START Data provided

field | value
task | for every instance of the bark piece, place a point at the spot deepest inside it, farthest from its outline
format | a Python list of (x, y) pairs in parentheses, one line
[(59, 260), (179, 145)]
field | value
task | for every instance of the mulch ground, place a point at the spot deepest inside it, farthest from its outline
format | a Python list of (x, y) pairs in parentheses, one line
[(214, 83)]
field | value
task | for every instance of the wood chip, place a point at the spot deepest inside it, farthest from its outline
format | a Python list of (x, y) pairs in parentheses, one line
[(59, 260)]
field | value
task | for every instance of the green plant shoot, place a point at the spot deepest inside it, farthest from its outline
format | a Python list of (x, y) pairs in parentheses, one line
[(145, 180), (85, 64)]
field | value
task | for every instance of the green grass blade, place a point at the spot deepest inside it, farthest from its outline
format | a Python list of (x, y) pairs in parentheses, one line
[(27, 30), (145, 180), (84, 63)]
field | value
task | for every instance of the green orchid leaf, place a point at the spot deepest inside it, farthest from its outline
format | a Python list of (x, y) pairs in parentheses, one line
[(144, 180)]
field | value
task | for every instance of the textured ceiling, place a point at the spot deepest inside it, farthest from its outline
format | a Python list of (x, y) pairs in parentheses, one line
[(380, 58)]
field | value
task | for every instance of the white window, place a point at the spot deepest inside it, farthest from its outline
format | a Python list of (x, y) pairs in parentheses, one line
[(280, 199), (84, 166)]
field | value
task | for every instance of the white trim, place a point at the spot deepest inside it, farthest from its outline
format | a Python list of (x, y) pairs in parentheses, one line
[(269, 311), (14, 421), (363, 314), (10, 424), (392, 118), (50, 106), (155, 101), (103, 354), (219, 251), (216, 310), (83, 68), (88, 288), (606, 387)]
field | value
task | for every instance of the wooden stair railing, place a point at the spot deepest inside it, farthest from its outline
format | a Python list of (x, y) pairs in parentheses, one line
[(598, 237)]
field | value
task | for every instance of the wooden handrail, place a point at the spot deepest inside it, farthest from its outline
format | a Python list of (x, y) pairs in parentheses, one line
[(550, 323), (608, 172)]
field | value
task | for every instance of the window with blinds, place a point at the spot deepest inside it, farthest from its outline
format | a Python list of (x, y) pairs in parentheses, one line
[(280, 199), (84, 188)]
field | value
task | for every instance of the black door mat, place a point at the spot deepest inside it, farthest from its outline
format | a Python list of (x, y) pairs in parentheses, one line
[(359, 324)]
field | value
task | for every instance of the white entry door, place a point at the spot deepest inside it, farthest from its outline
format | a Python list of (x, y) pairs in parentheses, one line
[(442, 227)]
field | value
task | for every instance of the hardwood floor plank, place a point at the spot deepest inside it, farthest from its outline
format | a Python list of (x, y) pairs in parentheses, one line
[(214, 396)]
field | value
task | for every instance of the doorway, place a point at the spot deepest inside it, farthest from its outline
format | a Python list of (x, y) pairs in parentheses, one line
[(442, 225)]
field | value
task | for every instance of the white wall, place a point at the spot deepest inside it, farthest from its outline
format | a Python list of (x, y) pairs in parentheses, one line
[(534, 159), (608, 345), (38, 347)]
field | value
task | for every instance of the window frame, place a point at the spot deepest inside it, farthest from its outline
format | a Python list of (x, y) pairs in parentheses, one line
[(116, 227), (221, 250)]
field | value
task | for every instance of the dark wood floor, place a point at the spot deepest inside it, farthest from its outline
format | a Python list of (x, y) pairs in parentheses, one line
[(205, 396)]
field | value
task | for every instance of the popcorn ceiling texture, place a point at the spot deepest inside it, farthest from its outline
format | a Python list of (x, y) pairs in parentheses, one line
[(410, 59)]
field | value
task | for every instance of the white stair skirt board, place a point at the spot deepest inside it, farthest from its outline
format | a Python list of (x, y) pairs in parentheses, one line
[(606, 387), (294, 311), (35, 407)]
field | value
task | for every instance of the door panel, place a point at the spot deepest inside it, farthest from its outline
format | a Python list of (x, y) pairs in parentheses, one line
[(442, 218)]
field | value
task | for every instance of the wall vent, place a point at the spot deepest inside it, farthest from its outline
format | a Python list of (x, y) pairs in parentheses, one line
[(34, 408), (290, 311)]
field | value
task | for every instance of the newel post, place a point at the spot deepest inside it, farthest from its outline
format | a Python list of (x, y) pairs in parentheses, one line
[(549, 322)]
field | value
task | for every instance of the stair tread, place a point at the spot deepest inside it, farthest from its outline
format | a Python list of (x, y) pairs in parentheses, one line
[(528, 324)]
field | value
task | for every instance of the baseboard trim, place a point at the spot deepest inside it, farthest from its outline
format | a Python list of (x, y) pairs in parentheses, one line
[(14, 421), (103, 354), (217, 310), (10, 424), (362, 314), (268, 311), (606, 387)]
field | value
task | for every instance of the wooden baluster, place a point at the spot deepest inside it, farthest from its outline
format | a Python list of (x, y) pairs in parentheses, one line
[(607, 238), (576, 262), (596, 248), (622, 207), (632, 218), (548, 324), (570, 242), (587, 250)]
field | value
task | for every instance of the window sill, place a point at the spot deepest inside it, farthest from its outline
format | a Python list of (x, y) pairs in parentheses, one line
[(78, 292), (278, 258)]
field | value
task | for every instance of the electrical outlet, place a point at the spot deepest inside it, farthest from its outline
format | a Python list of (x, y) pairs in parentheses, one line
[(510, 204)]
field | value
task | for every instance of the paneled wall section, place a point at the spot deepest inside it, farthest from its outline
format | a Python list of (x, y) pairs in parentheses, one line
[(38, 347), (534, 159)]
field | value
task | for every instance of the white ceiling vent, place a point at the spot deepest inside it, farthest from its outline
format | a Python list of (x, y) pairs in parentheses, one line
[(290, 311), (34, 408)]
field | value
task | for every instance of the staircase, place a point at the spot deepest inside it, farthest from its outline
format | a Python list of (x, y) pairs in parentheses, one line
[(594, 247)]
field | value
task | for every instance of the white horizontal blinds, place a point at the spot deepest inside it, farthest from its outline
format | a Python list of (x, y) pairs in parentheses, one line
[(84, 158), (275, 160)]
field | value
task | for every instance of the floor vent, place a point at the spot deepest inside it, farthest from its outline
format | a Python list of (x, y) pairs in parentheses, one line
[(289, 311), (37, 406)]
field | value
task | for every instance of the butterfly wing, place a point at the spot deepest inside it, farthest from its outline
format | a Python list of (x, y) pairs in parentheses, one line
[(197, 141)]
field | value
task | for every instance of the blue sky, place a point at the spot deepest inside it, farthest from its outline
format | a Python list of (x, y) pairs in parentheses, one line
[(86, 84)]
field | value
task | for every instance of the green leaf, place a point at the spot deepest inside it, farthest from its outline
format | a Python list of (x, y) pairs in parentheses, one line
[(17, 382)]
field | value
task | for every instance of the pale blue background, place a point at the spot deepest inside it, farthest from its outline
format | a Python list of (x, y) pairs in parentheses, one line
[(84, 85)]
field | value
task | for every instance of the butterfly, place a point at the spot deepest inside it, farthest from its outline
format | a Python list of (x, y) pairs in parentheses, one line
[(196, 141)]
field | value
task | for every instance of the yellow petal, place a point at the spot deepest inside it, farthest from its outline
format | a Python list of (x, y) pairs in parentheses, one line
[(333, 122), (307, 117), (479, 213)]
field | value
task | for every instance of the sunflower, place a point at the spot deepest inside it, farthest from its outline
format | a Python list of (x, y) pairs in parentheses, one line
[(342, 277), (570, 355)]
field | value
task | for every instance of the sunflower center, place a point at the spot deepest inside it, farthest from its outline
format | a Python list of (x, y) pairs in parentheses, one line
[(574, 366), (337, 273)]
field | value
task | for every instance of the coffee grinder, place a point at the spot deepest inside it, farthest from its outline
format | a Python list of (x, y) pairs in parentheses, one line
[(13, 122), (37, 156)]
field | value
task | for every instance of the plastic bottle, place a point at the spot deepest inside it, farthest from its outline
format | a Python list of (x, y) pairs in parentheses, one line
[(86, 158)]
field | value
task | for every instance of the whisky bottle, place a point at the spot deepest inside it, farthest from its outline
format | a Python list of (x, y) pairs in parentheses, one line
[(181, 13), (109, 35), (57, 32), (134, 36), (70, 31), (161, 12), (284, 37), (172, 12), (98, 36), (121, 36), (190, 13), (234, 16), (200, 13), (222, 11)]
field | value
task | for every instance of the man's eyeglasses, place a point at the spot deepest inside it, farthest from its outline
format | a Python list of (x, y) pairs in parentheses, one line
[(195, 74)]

END Data provided

_Work request_
Set the lines down exactly, from the first line of the records to the line where "task | for every instance of the green grass" appears, with both ends kept.

_Exercise response_
field | value
task | for every instance of the bark piece, place a point at the spot deepest inside it, farthest from its outline
format | a Python list of (x, y) pairs in parentheses, one line
[(59, 260), (179, 145)]
field | value
task | for every instance of the mulch ground, place a point at the spot deepest inside it, farthest from its outline
format | a Python list of (x, y) pairs in parentheses, one line
[(214, 83)]
field | value
task | for every instance of the wood chip, place a point at the spot deepest inside it, farthest from its outline
format | a Python list of (x, y) pairs in parentheses, one line
[(59, 260)]
field | value
task | for every instance of the green plant shoot, place a point at the spot deepest inside it, farthest from its outline
format | a Python list of (x, y) pairs in parentheses, one line
[(145, 180), (85, 64)]
field | value
task | for every instance of the green grass blade, place a point at the spot deepest inside it, farthest from its outline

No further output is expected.